▸ Problem to work on:
Turn every line of the records below into a numbered list, skipping the blank lines.

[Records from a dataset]
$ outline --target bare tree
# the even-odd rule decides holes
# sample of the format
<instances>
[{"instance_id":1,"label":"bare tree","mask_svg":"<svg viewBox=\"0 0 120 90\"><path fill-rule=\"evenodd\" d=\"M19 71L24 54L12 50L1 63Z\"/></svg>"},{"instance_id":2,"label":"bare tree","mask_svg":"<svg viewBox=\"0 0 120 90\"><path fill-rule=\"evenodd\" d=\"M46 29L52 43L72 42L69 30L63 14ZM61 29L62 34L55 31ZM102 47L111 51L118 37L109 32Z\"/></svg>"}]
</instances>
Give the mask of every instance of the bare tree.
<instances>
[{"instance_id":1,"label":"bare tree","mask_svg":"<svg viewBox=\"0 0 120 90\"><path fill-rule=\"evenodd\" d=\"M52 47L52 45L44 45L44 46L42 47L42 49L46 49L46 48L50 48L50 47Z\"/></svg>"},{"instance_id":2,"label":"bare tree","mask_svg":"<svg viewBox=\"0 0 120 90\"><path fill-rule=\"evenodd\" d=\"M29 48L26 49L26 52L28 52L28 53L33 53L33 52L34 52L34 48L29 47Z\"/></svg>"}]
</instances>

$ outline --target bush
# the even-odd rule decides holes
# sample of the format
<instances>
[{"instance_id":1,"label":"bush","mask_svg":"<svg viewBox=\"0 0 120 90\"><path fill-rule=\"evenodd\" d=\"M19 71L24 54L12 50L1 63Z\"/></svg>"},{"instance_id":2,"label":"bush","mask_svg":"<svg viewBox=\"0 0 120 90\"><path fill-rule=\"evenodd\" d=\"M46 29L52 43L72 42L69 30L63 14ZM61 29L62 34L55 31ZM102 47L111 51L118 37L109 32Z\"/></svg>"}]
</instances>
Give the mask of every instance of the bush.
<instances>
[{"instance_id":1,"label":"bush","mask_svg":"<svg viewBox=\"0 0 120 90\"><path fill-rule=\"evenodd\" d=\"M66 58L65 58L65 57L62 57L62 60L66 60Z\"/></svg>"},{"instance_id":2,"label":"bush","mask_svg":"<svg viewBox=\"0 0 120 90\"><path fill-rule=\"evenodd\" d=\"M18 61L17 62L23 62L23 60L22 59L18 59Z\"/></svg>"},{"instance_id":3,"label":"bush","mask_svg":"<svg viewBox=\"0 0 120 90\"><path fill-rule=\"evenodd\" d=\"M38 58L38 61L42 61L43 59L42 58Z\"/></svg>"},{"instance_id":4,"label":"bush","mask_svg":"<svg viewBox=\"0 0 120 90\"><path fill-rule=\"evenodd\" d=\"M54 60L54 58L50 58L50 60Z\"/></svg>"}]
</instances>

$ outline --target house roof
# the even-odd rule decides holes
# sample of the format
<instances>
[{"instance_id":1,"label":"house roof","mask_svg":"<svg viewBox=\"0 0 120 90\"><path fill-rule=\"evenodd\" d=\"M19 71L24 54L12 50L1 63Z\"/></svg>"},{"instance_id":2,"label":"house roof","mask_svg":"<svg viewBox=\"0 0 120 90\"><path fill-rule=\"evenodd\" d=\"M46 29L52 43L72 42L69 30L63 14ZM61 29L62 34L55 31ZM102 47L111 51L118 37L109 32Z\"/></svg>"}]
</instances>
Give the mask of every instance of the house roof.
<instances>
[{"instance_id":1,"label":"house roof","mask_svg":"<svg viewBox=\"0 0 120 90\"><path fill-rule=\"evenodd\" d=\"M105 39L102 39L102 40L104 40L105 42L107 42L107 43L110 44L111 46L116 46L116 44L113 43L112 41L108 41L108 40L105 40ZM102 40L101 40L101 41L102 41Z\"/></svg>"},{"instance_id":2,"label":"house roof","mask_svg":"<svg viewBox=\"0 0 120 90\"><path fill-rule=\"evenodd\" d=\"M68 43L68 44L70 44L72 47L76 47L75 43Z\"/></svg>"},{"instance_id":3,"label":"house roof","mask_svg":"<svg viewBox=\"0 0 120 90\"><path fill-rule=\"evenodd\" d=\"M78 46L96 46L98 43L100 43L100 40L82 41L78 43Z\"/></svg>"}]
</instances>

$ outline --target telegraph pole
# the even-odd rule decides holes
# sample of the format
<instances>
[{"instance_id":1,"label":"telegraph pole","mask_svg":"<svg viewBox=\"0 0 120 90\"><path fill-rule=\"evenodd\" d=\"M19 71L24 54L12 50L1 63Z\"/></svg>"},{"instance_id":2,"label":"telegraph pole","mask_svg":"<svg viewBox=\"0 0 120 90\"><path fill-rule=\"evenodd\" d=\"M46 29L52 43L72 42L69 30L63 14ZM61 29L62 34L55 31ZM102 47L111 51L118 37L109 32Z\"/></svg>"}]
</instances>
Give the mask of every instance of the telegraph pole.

▸ Task response:
1. $ outline --target bare tree
2. # the even-odd rule decides holes
3. # sample of the format
4. <instances>
5. [{"instance_id":1,"label":"bare tree","mask_svg":"<svg viewBox=\"0 0 120 90\"><path fill-rule=\"evenodd\" d=\"M19 71L24 54L12 50L1 63Z\"/></svg>"},{"instance_id":2,"label":"bare tree","mask_svg":"<svg viewBox=\"0 0 120 90\"><path fill-rule=\"evenodd\" d=\"M46 29L52 43L72 42L69 30L63 14ZM61 29L62 34L55 31ZM102 47L111 51L118 37L109 32Z\"/></svg>"}]
6. </instances>
7. Give the mask of every instance of the bare tree.
8. <instances>
9. [{"instance_id":1,"label":"bare tree","mask_svg":"<svg viewBox=\"0 0 120 90\"><path fill-rule=\"evenodd\" d=\"M52 47L52 45L44 45L44 46L42 47L42 49L46 49L46 48L50 48L50 47Z\"/></svg>"},{"instance_id":2,"label":"bare tree","mask_svg":"<svg viewBox=\"0 0 120 90\"><path fill-rule=\"evenodd\" d=\"M29 48L26 49L26 52L28 52L28 53L33 53L33 52L34 52L34 48L29 47Z\"/></svg>"}]
10. </instances>
11. $ outline --target bush
12. # the even-odd rule decides holes
13. # sample of the format
14. <instances>
15. [{"instance_id":1,"label":"bush","mask_svg":"<svg viewBox=\"0 0 120 90\"><path fill-rule=\"evenodd\" d=\"M19 71L24 54L12 50L1 63Z\"/></svg>"},{"instance_id":2,"label":"bush","mask_svg":"<svg viewBox=\"0 0 120 90\"><path fill-rule=\"evenodd\" d=\"M46 29L52 43L72 42L69 30L63 14ZM61 29L62 34L55 31ZM102 47L111 51L118 37L109 32Z\"/></svg>"}]
16. </instances>
17. Give the mask of every instance of the bush.
18. <instances>
19. [{"instance_id":1,"label":"bush","mask_svg":"<svg viewBox=\"0 0 120 90\"><path fill-rule=\"evenodd\" d=\"M66 58L65 58L65 57L62 57L62 60L66 60Z\"/></svg>"},{"instance_id":2,"label":"bush","mask_svg":"<svg viewBox=\"0 0 120 90\"><path fill-rule=\"evenodd\" d=\"M18 61L17 62L23 62L23 60L22 59L18 59Z\"/></svg>"},{"instance_id":3,"label":"bush","mask_svg":"<svg viewBox=\"0 0 120 90\"><path fill-rule=\"evenodd\" d=\"M38 58L38 61L42 61L43 59L42 58Z\"/></svg>"},{"instance_id":4,"label":"bush","mask_svg":"<svg viewBox=\"0 0 120 90\"><path fill-rule=\"evenodd\" d=\"M54 60L54 58L50 58L50 60Z\"/></svg>"}]
20. </instances>
21. $ outline --target house roof
22. # the even-odd rule decides holes
23. # sample of the format
24. <instances>
25. [{"instance_id":1,"label":"house roof","mask_svg":"<svg viewBox=\"0 0 120 90\"><path fill-rule=\"evenodd\" d=\"M19 71L24 54L12 50L1 63Z\"/></svg>"},{"instance_id":2,"label":"house roof","mask_svg":"<svg viewBox=\"0 0 120 90\"><path fill-rule=\"evenodd\" d=\"M46 29L52 43L72 42L69 30L63 14ZM61 29L62 34L55 31ZM102 47L111 51L118 37L109 32Z\"/></svg>"}]
26. </instances>
27. Give the mask of every instance of the house roof.
28. <instances>
29. [{"instance_id":1,"label":"house roof","mask_svg":"<svg viewBox=\"0 0 120 90\"><path fill-rule=\"evenodd\" d=\"M105 39L102 39L102 40L104 40L105 42L107 42L107 43L110 44L111 46L116 46L116 44L113 43L112 41L108 41L108 40L105 40ZM102 40L101 40L101 41L102 41Z\"/></svg>"},{"instance_id":2,"label":"house roof","mask_svg":"<svg viewBox=\"0 0 120 90\"><path fill-rule=\"evenodd\" d=\"M68 43L68 44L70 44L72 47L76 47L75 43Z\"/></svg>"},{"instance_id":3,"label":"house roof","mask_svg":"<svg viewBox=\"0 0 120 90\"><path fill-rule=\"evenodd\" d=\"M78 46L96 46L98 43L100 43L100 40L82 41L78 43Z\"/></svg>"}]
30. </instances>
31. $ outline --target telegraph pole
32. # the even-odd rule decides holes
33. # sample of the format
34. <instances>
35. [{"instance_id":1,"label":"telegraph pole","mask_svg":"<svg viewBox=\"0 0 120 90\"><path fill-rule=\"evenodd\" d=\"M19 71L24 54L12 50L1 63Z\"/></svg>"},{"instance_id":2,"label":"telegraph pole","mask_svg":"<svg viewBox=\"0 0 120 90\"><path fill-rule=\"evenodd\" d=\"M46 29L52 43L72 42L69 30L63 14ZM61 29L62 34L55 31ZM102 47L111 51L118 37L109 32Z\"/></svg>"}]
36. </instances>
37. Give the mask of every instance of the telegraph pole.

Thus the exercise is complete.